# WHAT YOU NEED TO DO
The records that follow need to be output exactly as they are.

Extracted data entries
BEGIN

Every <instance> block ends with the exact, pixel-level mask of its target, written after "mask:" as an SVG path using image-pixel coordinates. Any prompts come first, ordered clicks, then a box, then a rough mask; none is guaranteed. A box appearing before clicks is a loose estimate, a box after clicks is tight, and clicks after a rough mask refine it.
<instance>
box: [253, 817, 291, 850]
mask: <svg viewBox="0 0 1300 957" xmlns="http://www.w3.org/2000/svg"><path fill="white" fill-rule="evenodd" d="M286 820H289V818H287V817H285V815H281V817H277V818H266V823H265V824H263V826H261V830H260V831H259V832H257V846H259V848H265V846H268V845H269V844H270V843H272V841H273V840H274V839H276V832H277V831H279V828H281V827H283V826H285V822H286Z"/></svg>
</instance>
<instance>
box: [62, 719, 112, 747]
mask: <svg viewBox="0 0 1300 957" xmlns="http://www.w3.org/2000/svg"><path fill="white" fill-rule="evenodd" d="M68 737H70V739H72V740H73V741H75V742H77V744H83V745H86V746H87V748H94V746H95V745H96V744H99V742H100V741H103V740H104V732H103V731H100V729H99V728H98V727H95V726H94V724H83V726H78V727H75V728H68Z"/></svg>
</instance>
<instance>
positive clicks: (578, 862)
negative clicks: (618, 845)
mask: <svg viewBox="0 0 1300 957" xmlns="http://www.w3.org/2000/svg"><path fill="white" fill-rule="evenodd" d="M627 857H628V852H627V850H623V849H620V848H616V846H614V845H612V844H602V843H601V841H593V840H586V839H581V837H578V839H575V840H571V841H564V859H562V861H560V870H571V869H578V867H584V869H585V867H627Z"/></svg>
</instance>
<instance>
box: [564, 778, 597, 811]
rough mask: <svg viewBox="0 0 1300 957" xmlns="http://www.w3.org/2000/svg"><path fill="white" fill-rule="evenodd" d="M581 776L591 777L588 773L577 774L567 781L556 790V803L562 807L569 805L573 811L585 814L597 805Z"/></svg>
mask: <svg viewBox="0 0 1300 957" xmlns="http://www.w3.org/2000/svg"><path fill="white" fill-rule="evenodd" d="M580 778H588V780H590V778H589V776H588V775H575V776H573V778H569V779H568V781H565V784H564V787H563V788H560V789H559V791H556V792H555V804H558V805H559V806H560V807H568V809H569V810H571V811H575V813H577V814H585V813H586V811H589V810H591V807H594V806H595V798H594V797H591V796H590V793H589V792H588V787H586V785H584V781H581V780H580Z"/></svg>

END

# ANSWER TO THIS TASK
Every <instance> block ends with the exact, pixel-level mask of its target, written after "mask:" as an SVG path using image-pixel coordinates. Any prompts come first, ordered clicks, then a box, then a rough mask; none is guaranteed. A box appearing before clicks is a loose estimate, a box after clicks is tight, and clicks after a rough mask refine it.
<instance>
box: [253, 817, 291, 850]
mask: <svg viewBox="0 0 1300 957" xmlns="http://www.w3.org/2000/svg"><path fill="white" fill-rule="evenodd" d="M286 820H289V818H287V817H285V815H281V817H277V818H266V823H265V824H263V826H261V830H260V831H259V832H257V846H259V848H265V846H268V845H269V844H270V843H272V841H273V840H274V839H276V832H277V831H279V828H281V827H283V826H285V822H286Z"/></svg>
</instance>
<instance>
box: [62, 719, 112, 747]
mask: <svg viewBox="0 0 1300 957" xmlns="http://www.w3.org/2000/svg"><path fill="white" fill-rule="evenodd" d="M68 737H70V739H72V740H73V741H75V742H77V744H83V745H86V746H87V748H94V746H95V745H96V744H99V742H100V741H103V740H104V732H103V731H100V729H99V728H98V727H95V726H94V724H83V726H78V727H75V728H68Z"/></svg>
</instance>
<instance>
positive clicks: (578, 862)
negative clicks: (618, 845)
mask: <svg viewBox="0 0 1300 957" xmlns="http://www.w3.org/2000/svg"><path fill="white" fill-rule="evenodd" d="M627 857H628V852H627V850H623V849H620V848H616V846H614V845H612V844H602V843H601V841H593V840H586V839H581V837H578V839H575V840H571V841H564V859H562V861H560V870H571V869H578V867H584V869H585V867H627Z"/></svg>
</instance>
<instance>
box: [564, 778, 597, 811]
rough mask: <svg viewBox="0 0 1300 957" xmlns="http://www.w3.org/2000/svg"><path fill="white" fill-rule="evenodd" d="M581 776L591 777L588 773L577 774L567 781L556 790V803L562 807L569 805L573 811L585 814L597 805Z"/></svg>
mask: <svg viewBox="0 0 1300 957" xmlns="http://www.w3.org/2000/svg"><path fill="white" fill-rule="evenodd" d="M580 778H588V780H590V778H589V776H588V775H575V776H573V778H569V779H568V781H565V784H564V787H563V788H560V789H559V791H556V792H555V804H558V805H559V806H560V807H568V809H569V810H571V811H575V813H577V814H585V813H586V811H589V810H591V807H594V806H595V798H594V797H591V796H590V793H589V792H588V787H586V785H584V781H581V780H580Z"/></svg>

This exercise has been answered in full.